Requirement 1: Reproduce word for word the passage of the linked data workshop text that runs from "4. Include links" to "Description Framework (RDF)".
Requirement 2: Write what comes next in the linked data workshop text, starting right after its final line.

Selected text:

Linked data, Wikidata, and SPARQL

A McGill SIS workshop

Dan Scott <https://dscott.ca/#i>

Associate Librarian, Laurentian University

2024-11-26 Creative Commons License

Web of documents

  • A web address (like https://laurentian.ca/)
  • … returns an HTML document -- a web page
  • … which may link to other web addresses

Web of data

  • Not just documents that have meaning for humans
  • … but also data that has meaning for machines
  • a semantic web

Linked data principles

  1. Use URIs as names for things.
  2. Use HTTP URIs (web addresses) so that people can look up those names.
  3. When someone looks up a URI, provide useful information, using the standards (RDF*, SPARQL)
  4. Include links to other URIs, so that they can discover more things.

Berners-Lee, T. (2009, June 18). Linked Data - Design Issues. Retrieved March 10, 2019, from https://www.w3.org/DesignIssues/LinkedData.html

Plain language statements

SubjectPredicateObject
Dan Scottmember ofLaurentian University
Laurentian UniversitylocationSudbury
Laurentian Universityfounding date1960

Resource Description Framework (RDF)

Data lines:
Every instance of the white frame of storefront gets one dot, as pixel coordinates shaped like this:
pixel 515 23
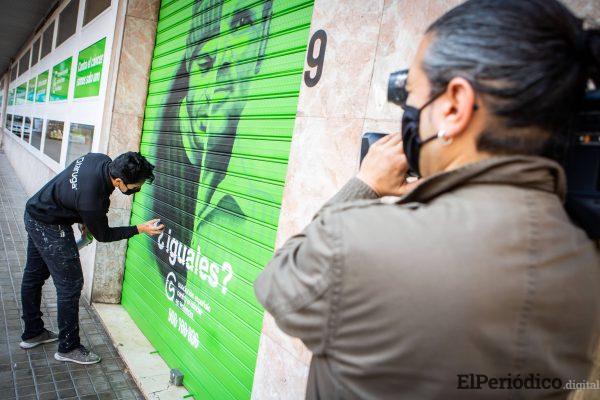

Task answer 1:
4. Include links to other URIs, so that they can discover more things.

Berners-Lee, T. (2009, June 18). Linked Data - Design Issues. Retrieved March 10, 2019, from https://www.w3.org/DesignIssues/LinkedData.html

Plain language statements

SubjectPredicateObject
Dan Scottmember ofLaurentian University
Laurentian UniversitylocationSudbury
Laurentian Universityfounding date1960

Resource Description Framework (RDF)

Task answer 2:
Use HTTP URIs (web addresses) to identify things:

SubjectPredicateObject-or-value
https://dscott.ca/#imember ofLaurentian University
Laurentian UniversitylocationSudbury
Laurentian Universityfounding date1960

RDF: using HTTP URIs

SubjectPredicateObject-or-value
https://dscott.ca/#imember ofhttps://laurentian.ca/
https://laurentian.ca/locationSudbury
https://laurentian.ca/founding date1960

RDF: using HTTP URIs

SubjectPredicateObject-or-value
https://dscott.ca/#imember ofhttps://laurentian.ca/
https://laurentian.ca/locationhttps://greatersudbury.ca/
https://laurentian.ca/founding date1960

RDF: using HTTP URIs

SubjectPredicateObject-or-value
https://dscott.ca/#ihttp://schema.org/memberOfhttps://laurentian.ca/
https://laurentian.ca/http://schema.org/locationhttps://greatersudbury.ca/
https://laurentian.ca/http://schema.org/foundingDate1960

RDF: using expressive literals

SubjectPredicateObject-or-value
https://dscott.ca/#ihttp://schema.org/memberOfhttps://laurentian.ca/
https://laurentian.ca/http://schema.org/locationhttps://greatersudbury.ca/
https://laurentian.ca/http://schema.org/foundingDate"1960"^^xsd:gYear
https://greatersudbury.ca/http://schema.org/name"Greater Sudbury"@en
https://greatersudbury.ca/http://schema.org/name"Grand Sudbury"@fr

These three-part statements are called triples.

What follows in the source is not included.